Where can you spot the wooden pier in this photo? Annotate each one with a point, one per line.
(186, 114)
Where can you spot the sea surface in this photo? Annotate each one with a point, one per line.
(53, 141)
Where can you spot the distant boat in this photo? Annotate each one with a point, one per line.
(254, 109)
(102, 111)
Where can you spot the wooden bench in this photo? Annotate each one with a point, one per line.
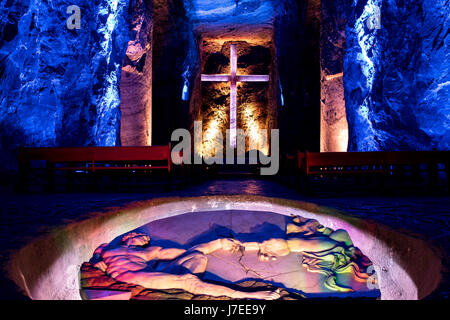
(377, 164)
(94, 159)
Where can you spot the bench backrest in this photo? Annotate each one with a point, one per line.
(416, 157)
(96, 154)
(306, 160)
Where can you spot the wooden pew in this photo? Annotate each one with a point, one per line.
(378, 164)
(94, 159)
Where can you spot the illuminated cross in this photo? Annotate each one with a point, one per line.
(233, 78)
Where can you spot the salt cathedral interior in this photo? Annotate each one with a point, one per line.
(225, 150)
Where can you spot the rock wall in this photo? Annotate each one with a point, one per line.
(136, 79)
(297, 34)
(333, 120)
(60, 86)
(396, 77)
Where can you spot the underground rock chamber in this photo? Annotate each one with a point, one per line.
(366, 260)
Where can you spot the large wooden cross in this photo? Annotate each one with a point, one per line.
(233, 78)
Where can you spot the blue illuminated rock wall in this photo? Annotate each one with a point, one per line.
(59, 87)
(397, 78)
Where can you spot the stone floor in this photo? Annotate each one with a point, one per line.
(23, 217)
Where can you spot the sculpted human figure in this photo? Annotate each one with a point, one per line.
(324, 250)
(131, 262)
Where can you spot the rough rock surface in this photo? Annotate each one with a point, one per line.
(333, 120)
(61, 86)
(136, 80)
(396, 78)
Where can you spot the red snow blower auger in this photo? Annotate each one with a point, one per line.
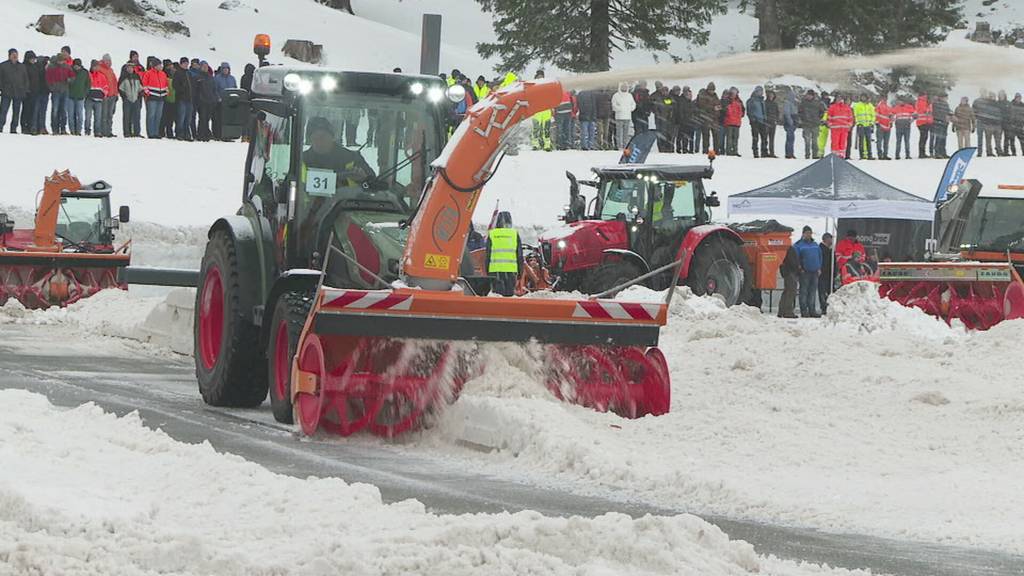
(381, 360)
(70, 253)
(975, 276)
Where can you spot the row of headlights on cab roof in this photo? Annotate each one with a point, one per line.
(296, 83)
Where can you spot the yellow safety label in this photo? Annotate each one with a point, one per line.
(436, 261)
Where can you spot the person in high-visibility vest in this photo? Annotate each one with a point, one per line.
(504, 255)
(863, 114)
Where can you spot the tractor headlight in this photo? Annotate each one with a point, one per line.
(292, 82)
(456, 93)
(329, 83)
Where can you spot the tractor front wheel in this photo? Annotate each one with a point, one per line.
(719, 266)
(289, 318)
(229, 363)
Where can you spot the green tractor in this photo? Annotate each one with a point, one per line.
(336, 165)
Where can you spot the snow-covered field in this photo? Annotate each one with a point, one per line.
(118, 498)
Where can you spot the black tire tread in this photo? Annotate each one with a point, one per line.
(243, 382)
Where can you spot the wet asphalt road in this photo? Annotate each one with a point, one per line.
(125, 377)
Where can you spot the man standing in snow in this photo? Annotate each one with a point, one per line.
(13, 88)
(791, 279)
(964, 123)
(623, 106)
(810, 272)
(884, 121)
(827, 265)
(840, 122)
(223, 82)
(923, 116)
(130, 87)
(811, 111)
(759, 122)
(864, 114)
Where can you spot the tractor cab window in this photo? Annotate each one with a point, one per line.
(674, 201)
(371, 152)
(270, 159)
(622, 198)
(81, 220)
(995, 224)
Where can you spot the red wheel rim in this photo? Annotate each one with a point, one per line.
(308, 407)
(211, 319)
(282, 363)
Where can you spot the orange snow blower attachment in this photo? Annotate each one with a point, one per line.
(979, 294)
(380, 360)
(70, 254)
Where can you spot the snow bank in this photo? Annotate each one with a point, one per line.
(880, 421)
(118, 498)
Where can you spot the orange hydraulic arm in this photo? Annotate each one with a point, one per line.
(437, 237)
(44, 238)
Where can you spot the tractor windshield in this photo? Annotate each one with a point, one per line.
(81, 220)
(995, 223)
(367, 151)
(623, 198)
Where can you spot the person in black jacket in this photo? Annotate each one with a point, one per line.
(825, 279)
(771, 120)
(13, 89)
(183, 99)
(207, 92)
(791, 279)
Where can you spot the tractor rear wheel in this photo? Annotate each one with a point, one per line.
(229, 362)
(286, 326)
(719, 266)
(609, 275)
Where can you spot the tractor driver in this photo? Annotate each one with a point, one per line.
(325, 153)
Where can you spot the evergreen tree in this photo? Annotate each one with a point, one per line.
(860, 27)
(581, 35)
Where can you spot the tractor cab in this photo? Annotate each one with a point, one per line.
(337, 161)
(636, 221)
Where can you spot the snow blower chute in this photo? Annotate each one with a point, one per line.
(381, 359)
(975, 276)
(70, 254)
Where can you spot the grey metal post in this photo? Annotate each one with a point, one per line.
(430, 47)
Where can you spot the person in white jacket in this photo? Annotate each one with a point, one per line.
(623, 106)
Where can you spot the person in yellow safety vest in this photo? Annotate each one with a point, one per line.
(510, 79)
(480, 89)
(823, 130)
(504, 255)
(863, 114)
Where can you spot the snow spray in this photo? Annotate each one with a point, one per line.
(979, 65)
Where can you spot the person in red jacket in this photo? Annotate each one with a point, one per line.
(732, 120)
(846, 247)
(884, 120)
(155, 90)
(925, 121)
(94, 100)
(840, 122)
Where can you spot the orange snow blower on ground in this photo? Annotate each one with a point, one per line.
(379, 359)
(70, 252)
(975, 273)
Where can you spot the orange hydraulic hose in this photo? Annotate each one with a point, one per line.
(437, 236)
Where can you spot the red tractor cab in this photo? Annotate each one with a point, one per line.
(640, 218)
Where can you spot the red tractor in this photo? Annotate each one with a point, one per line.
(642, 218)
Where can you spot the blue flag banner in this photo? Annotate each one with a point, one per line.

•••

• [THE REQUEST]: Keep the pictures out of your copy, and repeat every entry above exactly.

• [ANSWER TO THIS PROBLEM]:
Where can you spot the wooden pier in this photo? Annotate each one with a point, one per line.
(186, 114)
Where can you spot the sea surface in this photo? Annotate each one with a point, one per line.
(53, 141)
Where can you spot the distant boat in this photo? Annotate each one with a point, one per line.
(254, 109)
(102, 111)
Where can you spot the wooden bench in this photo? Annotate each one with a point, one per line.
(377, 164)
(94, 159)
Where can you spot the bench backrest in this photo? Annotate each one with a point, one per line.
(416, 157)
(96, 154)
(306, 160)
Where can you spot the wooden pew in this photo? Annotate each one with a point, one per line.
(378, 164)
(94, 159)
Where can you spot the illuminated cross in this photo? Annotate each one with a point, one per line.
(233, 78)
Where can you spot the salt cathedral interior in this photo? Annotate each one with a point, one per line.
(225, 150)
Where can you spot the rock wall in this photo? Annotate each one with a point, one per line.
(136, 79)
(297, 34)
(333, 120)
(60, 86)
(396, 77)
Where can you spot the underground rock chamber in this photo? Annotate each one with a point, one per line.
(366, 260)
Where can you spot the large wooden cross in this photo? Annotate each one with a point, one per line.
(233, 78)
Where can you spot the blue illuminated rock wall in this photo? Annotate each one with a point, one per line.
(59, 87)
(397, 78)
Where can you spot the stone floor in this photo? Annotate each one with a point, one per line.
(23, 217)
Where can you spot the sculpted human figure in this photo? Annotate each one with a point, one per line.
(324, 250)
(131, 262)
Where can you spot the rough rock surface in this photo? Annotate each one with a point, one per line.
(333, 120)
(61, 86)
(136, 80)
(396, 78)
Where can you spot the red snow blower auger in this photo? Annotate each one with a point, one per line.
(381, 360)
(70, 253)
(975, 276)
Where can you spot the row of headlights on cab roof in this photo? Annotate each one with a point, one per line.
(296, 83)
Where can you spot the yellow safety label in this photo? Annotate each one with a point, one per line.
(436, 261)
Where can you spot the person in high-visibility vest in this photo? Annotate each one with a point, one per line.
(504, 255)
(863, 114)
Where can you spot the tractor headlight in this photo? Annotate each one with a point, one per line.
(292, 82)
(456, 93)
(329, 83)
Where can you spot the tractor front wheel in this photo? Annotate each one with a point, one per line.
(719, 266)
(289, 318)
(229, 363)
Where can you spot the green tractor in this photo? Annotate each one with a point, one per line.
(336, 165)
Where can you spot the snow-covered field in this photo? Annotate each one with a point, one per line.
(118, 498)
Where can you spot the black tire tread in this photo? Annotate each one with a point, one per line.
(243, 382)
Where can you spot the wet asphalt road in this photo? Annotate each one with a point, one per line.
(125, 377)
Where can you spot the man standing in snow in this photo? Annotate each one with a point, one per line.
(13, 88)
(791, 279)
(964, 123)
(623, 106)
(810, 272)
(884, 121)
(827, 265)
(840, 122)
(223, 82)
(923, 116)
(130, 87)
(811, 111)
(759, 122)
(864, 114)
Where can you spot the tractor cab window in this photo? Annotate each one with a point, one per line.
(674, 201)
(371, 152)
(270, 159)
(622, 198)
(81, 220)
(995, 224)
Where can you spot the red wheel rim in this photo? Annotate each one with a point, one per line.
(308, 407)
(211, 319)
(282, 363)
Where can you spot the orange snow blower attachment in this photo? Annotate each one with a point, one per line.
(979, 294)
(380, 360)
(70, 254)
Where can you spot the snow bank in this photo? Annotate each one with a point, one per line.
(880, 421)
(118, 498)
Where can you spot the orange hydraulic arm in this photo? Annotate each one with a point, one per line.
(437, 237)
(44, 238)
Where can you spot the tractor windshield in this photo? Annotate each one with a point, one per line.
(81, 220)
(995, 223)
(367, 151)
(623, 198)
Where can you spot the person in black jacket in this photo? Annotate each one with a point, one per line.
(825, 279)
(771, 120)
(13, 89)
(183, 99)
(207, 92)
(791, 279)
Where can you spot the tractor rear wheel in this photo? Annotate each one with a point, one per line.
(229, 362)
(286, 326)
(719, 266)
(609, 275)
Where can you spot the tractor driver in this photo? Annotate each one with a point, one per line.
(325, 153)
Where can you spot the evergreen tree in this photo? Annotate each one with a point, one per line.
(860, 27)
(581, 35)
Where can you spot the tractor cab in this photo? Annotate each one with a point, one per line.
(337, 161)
(636, 221)
Where can you spot the snow blower chute in this photo? Annotate each one with a point, one per line.
(381, 359)
(975, 276)
(70, 254)
Where can you spot the grey metal post in this photo? Annotate each one with a point, one per line.
(430, 47)
Where can you spot the person in white jacket in this photo? Annotate each one with a point, one per line.
(623, 106)
Where can you spot the person in yellow safety vest in this photo? Annotate each one with a point, one per line.
(510, 79)
(480, 89)
(823, 130)
(504, 255)
(863, 114)
Where can you spot the snow spray in this photo? Annotate each one with a point, one per line.
(979, 65)
Where can you spot the person in red jacket in this photo? Annotate each one with a point, one per line.
(732, 120)
(846, 247)
(884, 120)
(155, 90)
(925, 121)
(94, 100)
(840, 122)
Where can you spot the orange snow blower on ground in this photo? Annotate each one with a point, one per line.
(379, 359)
(70, 252)
(975, 273)
Where can you spot the orange hydraulic hose in this photo? Annotate each one with a point, one per line.
(437, 236)
Where can you spot the red tractor cab in this photo? Annotate each one with a point, one per line.
(640, 218)
Where can you spot the red tractor in this photo? Annotate each one with a point, one per line.
(642, 218)
Where can you spot the blue flag banner in this photo? Annotate each one with a point, one per line.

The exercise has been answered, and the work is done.